= Photo-based referring expression data =
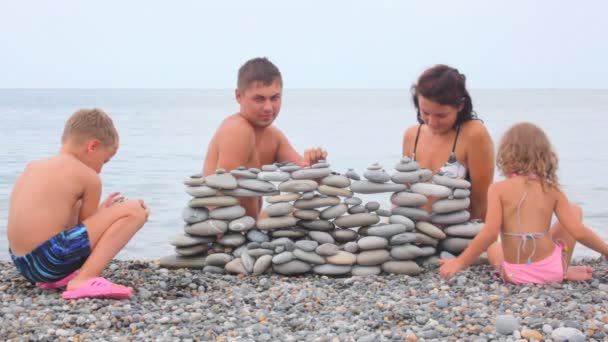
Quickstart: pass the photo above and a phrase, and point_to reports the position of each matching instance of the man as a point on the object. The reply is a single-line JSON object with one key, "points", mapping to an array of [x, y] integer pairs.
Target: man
{"points": [[248, 137]]}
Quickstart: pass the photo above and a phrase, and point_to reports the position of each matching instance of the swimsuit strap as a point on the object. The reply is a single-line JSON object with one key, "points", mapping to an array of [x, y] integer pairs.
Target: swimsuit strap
{"points": [[416, 142]]}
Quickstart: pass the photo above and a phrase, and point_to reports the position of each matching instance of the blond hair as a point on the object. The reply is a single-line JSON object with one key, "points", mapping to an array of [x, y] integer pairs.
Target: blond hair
{"points": [[91, 124], [525, 150]]}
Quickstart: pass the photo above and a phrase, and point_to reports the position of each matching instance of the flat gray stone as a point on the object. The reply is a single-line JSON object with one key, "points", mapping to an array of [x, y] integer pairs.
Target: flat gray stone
{"points": [[195, 215], [301, 185], [373, 257], [270, 223], [367, 187], [451, 218], [224, 181], [289, 197], [311, 173], [372, 242], [279, 209], [262, 264], [317, 202], [176, 261], [450, 205], [207, 228], [214, 201], [331, 270], [242, 224], [200, 191], [307, 214], [227, 213], [292, 267], [401, 267], [357, 220], [430, 230], [334, 211], [336, 181], [408, 199], [218, 259]]}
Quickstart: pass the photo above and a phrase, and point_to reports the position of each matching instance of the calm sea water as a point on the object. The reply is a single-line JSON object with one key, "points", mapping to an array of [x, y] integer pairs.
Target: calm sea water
{"points": [[164, 136]]}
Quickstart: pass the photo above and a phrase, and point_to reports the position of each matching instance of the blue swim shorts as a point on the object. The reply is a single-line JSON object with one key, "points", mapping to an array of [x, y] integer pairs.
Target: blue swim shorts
{"points": [[57, 258]]}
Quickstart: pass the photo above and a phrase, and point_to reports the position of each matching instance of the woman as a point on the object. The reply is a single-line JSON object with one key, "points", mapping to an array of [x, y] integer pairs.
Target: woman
{"points": [[449, 137]]}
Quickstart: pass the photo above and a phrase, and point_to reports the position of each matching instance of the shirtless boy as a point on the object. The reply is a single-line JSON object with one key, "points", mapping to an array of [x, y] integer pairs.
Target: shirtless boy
{"points": [[248, 137], [58, 232]]}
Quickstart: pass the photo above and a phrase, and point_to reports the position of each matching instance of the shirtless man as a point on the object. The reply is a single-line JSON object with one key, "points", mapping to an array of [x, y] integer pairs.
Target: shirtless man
{"points": [[248, 137]]}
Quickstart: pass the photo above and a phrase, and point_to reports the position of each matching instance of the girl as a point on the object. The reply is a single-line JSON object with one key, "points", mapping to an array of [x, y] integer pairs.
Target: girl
{"points": [[520, 209]]}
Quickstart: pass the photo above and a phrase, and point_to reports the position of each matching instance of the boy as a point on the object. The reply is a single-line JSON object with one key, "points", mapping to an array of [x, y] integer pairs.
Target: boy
{"points": [[58, 232]]}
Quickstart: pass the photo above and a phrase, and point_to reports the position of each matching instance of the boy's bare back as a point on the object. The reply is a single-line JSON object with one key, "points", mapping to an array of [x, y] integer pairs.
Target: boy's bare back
{"points": [[47, 199]]}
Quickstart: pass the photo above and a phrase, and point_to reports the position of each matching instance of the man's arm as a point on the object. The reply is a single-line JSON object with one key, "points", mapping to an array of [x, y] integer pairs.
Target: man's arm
{"points": [[481, 168], [286, 152]]}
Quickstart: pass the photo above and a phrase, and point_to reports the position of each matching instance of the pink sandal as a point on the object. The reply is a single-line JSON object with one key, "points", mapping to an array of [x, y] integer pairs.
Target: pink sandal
{"points": [[98, 288], [59, 283]]}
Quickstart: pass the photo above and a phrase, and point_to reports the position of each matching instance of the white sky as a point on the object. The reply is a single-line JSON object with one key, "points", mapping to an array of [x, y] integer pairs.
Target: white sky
{"points": [[317, 44]]}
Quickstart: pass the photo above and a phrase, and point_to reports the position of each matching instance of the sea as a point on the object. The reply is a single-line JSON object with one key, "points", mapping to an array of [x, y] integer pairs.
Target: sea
{"points": [[164, 136]]}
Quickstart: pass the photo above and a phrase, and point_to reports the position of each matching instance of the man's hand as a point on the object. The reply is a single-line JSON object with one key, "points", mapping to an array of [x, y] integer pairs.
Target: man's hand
{"points": [[449, 267], [114, 198], [313, 155]]}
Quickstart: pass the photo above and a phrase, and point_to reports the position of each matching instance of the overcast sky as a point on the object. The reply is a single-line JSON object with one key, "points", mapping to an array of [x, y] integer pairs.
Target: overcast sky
{"points": [[317, 44]]}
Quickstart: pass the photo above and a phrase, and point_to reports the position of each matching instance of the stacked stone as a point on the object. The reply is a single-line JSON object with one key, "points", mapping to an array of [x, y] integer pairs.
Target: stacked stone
{"points": [[381, 246]]}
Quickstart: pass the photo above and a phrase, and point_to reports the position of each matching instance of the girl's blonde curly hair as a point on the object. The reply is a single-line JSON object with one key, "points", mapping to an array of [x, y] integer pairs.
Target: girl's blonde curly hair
{"points": [[525, 150]]}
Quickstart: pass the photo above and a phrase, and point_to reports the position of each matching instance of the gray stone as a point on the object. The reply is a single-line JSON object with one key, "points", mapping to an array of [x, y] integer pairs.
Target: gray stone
{"points": [[310, 257], [311, 173], [451, 218], [232, 240], [450, 205], [307, 245], [412, 213], [367, 187], [316, 202], [289, 197], [451, 182], [373, 257], [215, 201], [332, 191], [270, 223], [218, 259], [329, 269], [282, 258], [357, 220], [316, 224], [344, 235], [401, 267], [327, 249], [256, 185], [430, 230], [242, 224], [408, 199], [195, 215], [224, 181], [207, 228], [185, 240], [372, 242], [176, 261], [279, 209], [337, 181], [506, 324], [307, 214], [292, 267], [365, 271], [429, 189], [200, 191], [262, 264], [321, 237], [334, 211]]}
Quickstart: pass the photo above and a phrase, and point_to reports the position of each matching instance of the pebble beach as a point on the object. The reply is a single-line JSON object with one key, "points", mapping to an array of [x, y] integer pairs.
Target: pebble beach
{"points": [[190, 305]]}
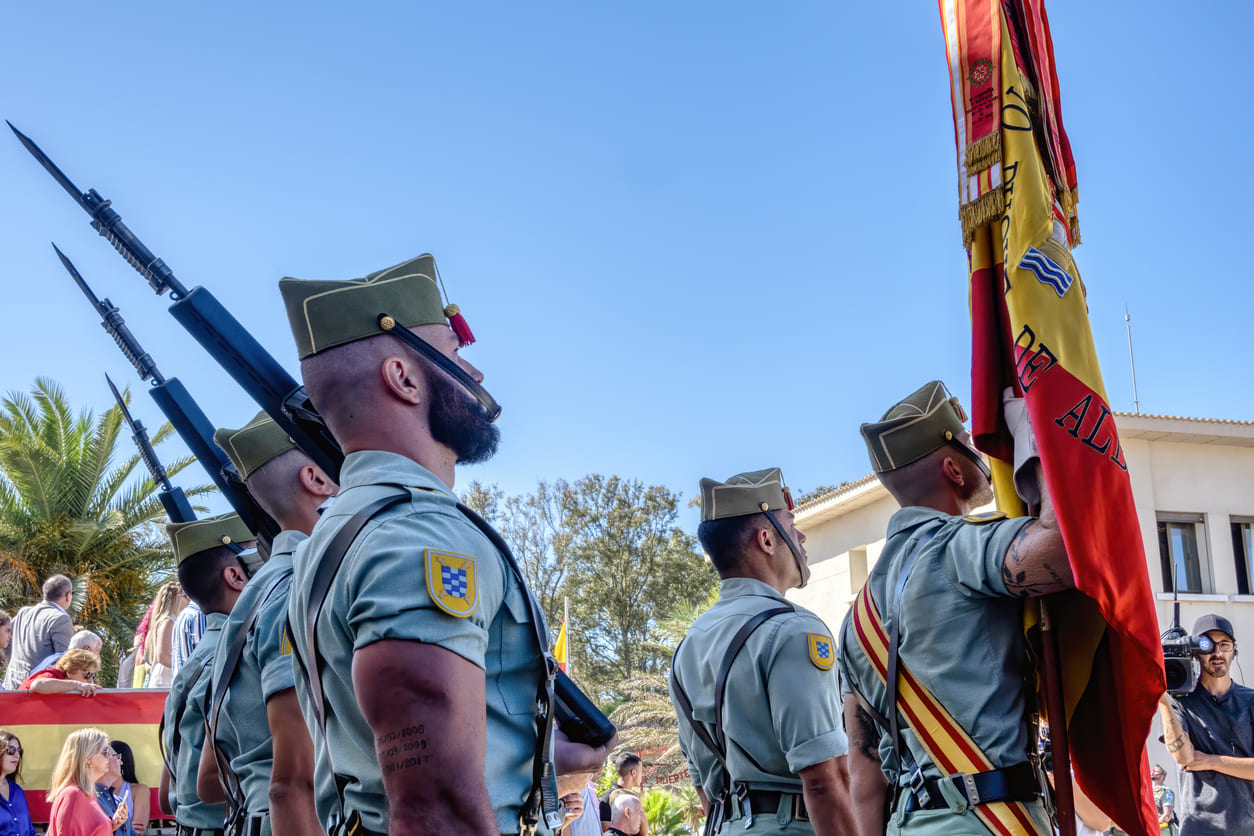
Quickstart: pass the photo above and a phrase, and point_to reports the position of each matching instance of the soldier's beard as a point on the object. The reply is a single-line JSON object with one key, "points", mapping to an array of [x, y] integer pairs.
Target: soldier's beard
{"points": [[459, 423]]}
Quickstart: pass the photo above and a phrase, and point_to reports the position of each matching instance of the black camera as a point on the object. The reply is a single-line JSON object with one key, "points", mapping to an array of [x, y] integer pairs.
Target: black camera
{"points": [[1179, 654]]}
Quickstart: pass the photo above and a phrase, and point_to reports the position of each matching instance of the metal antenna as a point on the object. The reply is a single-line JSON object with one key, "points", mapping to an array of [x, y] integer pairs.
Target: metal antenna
{"points": [[1127, 318]]}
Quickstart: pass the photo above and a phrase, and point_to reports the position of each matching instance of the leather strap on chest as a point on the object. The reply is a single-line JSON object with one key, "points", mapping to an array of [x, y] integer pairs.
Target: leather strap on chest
{"points": [[717, 741]]}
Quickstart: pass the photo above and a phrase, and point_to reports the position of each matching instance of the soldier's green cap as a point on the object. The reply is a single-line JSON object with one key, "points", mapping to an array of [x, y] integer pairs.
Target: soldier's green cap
{"points": [[748, 493], [253, 444], [201, 535], [327, 313], [926, 420]]}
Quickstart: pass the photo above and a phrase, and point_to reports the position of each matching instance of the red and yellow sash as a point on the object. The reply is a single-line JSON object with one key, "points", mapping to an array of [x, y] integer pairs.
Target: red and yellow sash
{"points": [[946, 742]]}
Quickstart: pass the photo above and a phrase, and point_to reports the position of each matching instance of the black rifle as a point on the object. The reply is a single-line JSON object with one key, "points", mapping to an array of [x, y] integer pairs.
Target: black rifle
{"points": [[178, 407], [172, 499], [260, 375], [211, 325]]}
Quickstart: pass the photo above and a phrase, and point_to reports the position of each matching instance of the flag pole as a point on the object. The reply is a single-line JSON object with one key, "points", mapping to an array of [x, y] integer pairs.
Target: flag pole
{"points": [[1059, 746]]}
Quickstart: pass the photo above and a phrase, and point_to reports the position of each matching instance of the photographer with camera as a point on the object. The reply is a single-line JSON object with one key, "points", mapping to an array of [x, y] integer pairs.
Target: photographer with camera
{"points": [[1210, 735]]}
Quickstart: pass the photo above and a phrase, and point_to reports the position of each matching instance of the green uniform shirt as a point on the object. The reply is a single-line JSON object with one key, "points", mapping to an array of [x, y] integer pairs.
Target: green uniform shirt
{"points": [[418, 572], [263, 671], [781, 712], [961, 632], [189, 810]]}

= Your instructions =
Your answer must be an exact copy of the lines from the start of the entries through the line with "of the flat", with no pictures.

= Solution for this exercise =
Quickstart: pass the photo above and a phrase, and point_to reports the position of each matching instance of the man as a point on the object. The reply is a single-line JSON object with one key, "points", mapping to an array of [x, y] integer pairs.
Target: man
{"points": [[248, 137]]}
Quickstart: pass the photo above and a phrase, and point_to reports the position of each matching instance of the swimsuit strap as a point on the object. The reply is a single-line JSON object with one key, "points", mapping to an array of [x, y] integer pairs.
Target: swimsuit strap
{"points": [[416, 142]]}
Quickstart: pass the photo above and a phrase, and point_to reports the position of each matching instance of the blond hair as a point on the object. The reply is a single-line JSON object with one key, "points", mapping to an array of [x, y] integer pairs.
Target: blond hair
{"points": [[91, 124], [525, 150]]}
Quickstart: pass the photo above and a phrase, and point_to reports the position of each matching instance of the flat gray stone as a point on the object. The reply is a single-line JSON object with one key, "points", mapping to an array of [x, y] integer pairs.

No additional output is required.